• Source:
┌────────

WHO’s environmental engineers have inspected the three Greater Darfur IDP camps and describe here the cocktail of environmental hazards that are set to cause more casualties and human suffering, particularly to women.
Unprotected or open wells
Water from unprotected or open wells as seen in the camps is susceptible to contamination in a variety of ways including from: 1) containers which are used for retrieving water; 2) water that is spilled back into the well during the retrieval process; 3) various types of debris including garbage, dust, animal droppings; and 4) rainwater runoff which could contain feacal matter where sanitation conditions are poor.
In Kerenek camp in West Darfur, the State Ministry of Health ordered that open wells be closed until proper well improvements can be made. WHO recommends the closure of open wells, provided an adequate quantity of water is available to the population from other water sources, until they can be properly protected.
Some families use open jerry cans and other containers for water hauling and storage. Water that is transported and stored in open containers is at risk of becoming contaminated by unclean hands or objects. WHO recommends that containers be narrow-necked or closed because these types of containers limit opportunities for water to be contaminated.

└────────

• Exercise set:
1. Answer these questions using the text on water hazards in the Darfur camps.
(a) Who inspected the three Greater Darfur IDP camps?
(b) In which camp did the State Ministry of Health order open wells to be closed?
(c) What kinds of containers does WHO recommend for water?
2. Print the text on water hazards in the Darfur camps from "WHO’s environmental engineers" up to and including "particularly to women.".

Data taken from a collection:
┌────────

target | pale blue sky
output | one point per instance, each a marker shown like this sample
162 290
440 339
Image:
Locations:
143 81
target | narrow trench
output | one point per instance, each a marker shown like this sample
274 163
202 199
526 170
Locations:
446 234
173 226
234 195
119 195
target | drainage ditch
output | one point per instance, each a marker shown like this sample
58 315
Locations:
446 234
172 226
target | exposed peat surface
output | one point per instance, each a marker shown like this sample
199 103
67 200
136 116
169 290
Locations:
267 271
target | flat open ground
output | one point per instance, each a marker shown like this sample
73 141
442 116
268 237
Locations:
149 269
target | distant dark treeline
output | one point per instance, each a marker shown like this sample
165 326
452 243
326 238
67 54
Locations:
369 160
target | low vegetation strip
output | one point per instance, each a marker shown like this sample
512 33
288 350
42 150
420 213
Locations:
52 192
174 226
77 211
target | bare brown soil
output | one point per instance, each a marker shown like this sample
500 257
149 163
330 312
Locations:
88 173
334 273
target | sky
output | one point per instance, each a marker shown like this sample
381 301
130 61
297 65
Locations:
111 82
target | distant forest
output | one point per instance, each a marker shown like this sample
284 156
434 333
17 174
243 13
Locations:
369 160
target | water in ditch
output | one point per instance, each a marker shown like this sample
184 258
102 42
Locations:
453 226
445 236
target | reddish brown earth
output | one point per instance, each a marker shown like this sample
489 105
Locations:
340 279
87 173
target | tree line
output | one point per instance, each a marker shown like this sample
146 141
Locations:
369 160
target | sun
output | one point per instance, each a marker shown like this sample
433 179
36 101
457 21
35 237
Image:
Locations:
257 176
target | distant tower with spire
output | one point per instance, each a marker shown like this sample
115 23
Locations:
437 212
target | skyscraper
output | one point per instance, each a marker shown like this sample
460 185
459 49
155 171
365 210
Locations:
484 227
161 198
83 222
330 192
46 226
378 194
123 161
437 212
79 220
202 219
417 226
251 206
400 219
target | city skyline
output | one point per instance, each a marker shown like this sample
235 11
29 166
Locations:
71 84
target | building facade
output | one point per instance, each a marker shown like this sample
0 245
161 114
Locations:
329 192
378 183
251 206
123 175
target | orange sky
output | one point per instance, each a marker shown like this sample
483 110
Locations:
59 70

└────────

• Answers to the exercises:
1.
(a) WHO's environmental engineers
(b) Kerenek camp in West Darfur
(c) Narrow-necked or closed containers

2.
WHO’s environmental engineers have inspected the three Greater Darfur IDP camps and describe here the cocktail of environmental hazards that are set to cause more casualties and human suffering, particularly to women.